# INPUT ROWS start

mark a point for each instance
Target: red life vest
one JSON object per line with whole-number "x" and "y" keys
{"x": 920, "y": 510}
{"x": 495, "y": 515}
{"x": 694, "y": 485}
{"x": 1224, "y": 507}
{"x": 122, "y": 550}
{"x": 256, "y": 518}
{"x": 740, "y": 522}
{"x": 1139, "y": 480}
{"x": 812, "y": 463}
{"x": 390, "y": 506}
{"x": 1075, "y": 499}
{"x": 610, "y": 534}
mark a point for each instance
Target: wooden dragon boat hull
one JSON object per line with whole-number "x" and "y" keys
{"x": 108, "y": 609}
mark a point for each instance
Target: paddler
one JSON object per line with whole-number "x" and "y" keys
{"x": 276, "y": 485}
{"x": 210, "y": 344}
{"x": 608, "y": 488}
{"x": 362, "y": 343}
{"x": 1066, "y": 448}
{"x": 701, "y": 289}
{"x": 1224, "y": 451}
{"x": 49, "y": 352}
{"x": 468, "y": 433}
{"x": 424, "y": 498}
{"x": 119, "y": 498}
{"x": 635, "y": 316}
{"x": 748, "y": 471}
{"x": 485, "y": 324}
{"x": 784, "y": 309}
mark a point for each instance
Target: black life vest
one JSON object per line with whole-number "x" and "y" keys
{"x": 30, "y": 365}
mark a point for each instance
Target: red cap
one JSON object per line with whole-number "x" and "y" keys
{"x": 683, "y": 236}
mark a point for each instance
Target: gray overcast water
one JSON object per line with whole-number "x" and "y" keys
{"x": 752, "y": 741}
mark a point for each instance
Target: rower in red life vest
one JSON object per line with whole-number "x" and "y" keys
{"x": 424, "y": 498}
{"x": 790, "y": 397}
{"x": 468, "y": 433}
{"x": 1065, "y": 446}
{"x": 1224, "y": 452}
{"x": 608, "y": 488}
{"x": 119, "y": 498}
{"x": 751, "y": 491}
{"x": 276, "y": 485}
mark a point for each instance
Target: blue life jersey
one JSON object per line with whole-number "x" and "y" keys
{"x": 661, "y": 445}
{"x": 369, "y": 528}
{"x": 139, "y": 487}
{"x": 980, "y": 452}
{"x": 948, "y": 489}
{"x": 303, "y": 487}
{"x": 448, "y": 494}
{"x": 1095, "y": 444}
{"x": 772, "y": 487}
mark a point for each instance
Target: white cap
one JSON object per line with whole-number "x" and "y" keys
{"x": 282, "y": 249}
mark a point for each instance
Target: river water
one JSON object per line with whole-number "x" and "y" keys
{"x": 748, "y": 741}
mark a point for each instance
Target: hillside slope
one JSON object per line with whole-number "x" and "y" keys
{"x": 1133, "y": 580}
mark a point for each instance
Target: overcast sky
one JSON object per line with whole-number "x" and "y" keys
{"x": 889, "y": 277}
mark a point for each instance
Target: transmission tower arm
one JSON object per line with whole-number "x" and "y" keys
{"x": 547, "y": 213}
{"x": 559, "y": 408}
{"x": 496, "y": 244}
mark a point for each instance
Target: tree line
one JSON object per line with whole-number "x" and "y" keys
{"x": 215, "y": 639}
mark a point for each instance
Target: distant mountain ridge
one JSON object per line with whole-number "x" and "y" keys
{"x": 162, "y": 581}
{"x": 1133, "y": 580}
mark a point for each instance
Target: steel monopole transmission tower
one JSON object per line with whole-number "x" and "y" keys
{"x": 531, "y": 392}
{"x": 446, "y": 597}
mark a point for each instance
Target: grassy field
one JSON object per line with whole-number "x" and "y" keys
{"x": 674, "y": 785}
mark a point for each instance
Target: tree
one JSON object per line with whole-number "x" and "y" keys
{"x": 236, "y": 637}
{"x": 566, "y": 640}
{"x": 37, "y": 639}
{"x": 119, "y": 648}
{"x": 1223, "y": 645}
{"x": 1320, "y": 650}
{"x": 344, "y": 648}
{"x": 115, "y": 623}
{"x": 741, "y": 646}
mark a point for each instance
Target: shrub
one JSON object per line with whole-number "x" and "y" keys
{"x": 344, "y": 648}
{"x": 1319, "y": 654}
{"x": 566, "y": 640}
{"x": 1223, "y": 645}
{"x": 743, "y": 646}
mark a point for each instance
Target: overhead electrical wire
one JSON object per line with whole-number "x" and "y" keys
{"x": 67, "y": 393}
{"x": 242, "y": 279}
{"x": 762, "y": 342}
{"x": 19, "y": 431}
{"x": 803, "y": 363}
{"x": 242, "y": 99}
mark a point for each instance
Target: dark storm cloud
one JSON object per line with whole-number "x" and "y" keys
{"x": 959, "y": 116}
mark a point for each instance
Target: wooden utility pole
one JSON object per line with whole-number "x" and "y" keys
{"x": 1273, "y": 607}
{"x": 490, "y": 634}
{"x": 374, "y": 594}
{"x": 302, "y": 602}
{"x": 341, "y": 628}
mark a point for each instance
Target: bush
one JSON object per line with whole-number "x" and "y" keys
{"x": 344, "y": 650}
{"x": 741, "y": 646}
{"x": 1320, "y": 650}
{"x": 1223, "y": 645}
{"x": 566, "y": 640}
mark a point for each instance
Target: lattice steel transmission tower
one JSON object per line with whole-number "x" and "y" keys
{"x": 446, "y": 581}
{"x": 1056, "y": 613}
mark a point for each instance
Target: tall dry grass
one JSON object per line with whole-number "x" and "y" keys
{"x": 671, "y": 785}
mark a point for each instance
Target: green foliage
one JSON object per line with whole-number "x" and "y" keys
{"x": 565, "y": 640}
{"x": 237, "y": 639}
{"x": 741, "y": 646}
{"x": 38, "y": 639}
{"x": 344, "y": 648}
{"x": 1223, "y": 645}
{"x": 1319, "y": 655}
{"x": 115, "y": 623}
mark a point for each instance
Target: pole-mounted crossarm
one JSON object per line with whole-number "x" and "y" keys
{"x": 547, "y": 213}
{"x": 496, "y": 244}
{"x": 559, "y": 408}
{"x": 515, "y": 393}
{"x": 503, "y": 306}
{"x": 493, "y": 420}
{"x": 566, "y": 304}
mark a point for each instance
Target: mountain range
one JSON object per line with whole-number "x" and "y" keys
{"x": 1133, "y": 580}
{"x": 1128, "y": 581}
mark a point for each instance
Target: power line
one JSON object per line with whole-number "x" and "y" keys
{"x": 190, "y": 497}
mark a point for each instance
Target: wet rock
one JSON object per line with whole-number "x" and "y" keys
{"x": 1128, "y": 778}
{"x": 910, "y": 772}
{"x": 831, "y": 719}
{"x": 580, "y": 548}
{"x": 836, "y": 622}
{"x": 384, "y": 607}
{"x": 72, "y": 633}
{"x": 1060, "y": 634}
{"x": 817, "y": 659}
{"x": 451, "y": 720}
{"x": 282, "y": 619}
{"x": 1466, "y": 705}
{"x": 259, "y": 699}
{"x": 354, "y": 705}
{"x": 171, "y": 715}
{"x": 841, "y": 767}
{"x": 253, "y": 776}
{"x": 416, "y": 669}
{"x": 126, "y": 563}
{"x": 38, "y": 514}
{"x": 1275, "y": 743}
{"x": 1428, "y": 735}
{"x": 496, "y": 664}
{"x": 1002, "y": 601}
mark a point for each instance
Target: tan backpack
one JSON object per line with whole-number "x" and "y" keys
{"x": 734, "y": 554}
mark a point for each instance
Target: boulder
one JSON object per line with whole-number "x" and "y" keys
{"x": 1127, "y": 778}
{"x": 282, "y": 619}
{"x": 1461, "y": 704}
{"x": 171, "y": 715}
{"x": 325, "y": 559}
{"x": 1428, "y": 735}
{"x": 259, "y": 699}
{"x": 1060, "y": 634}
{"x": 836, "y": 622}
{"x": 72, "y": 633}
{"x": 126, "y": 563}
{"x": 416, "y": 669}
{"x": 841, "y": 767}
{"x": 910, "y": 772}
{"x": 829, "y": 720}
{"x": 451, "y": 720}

# INPUT ROWS end

Please go through the entries above and keep only the lines containing the word "transmission", copying each one unchanged.

TASK ANSWER:
Target: transmission tower arm
Target: steel monopole transmission tower
Target: lattice steel transmission tower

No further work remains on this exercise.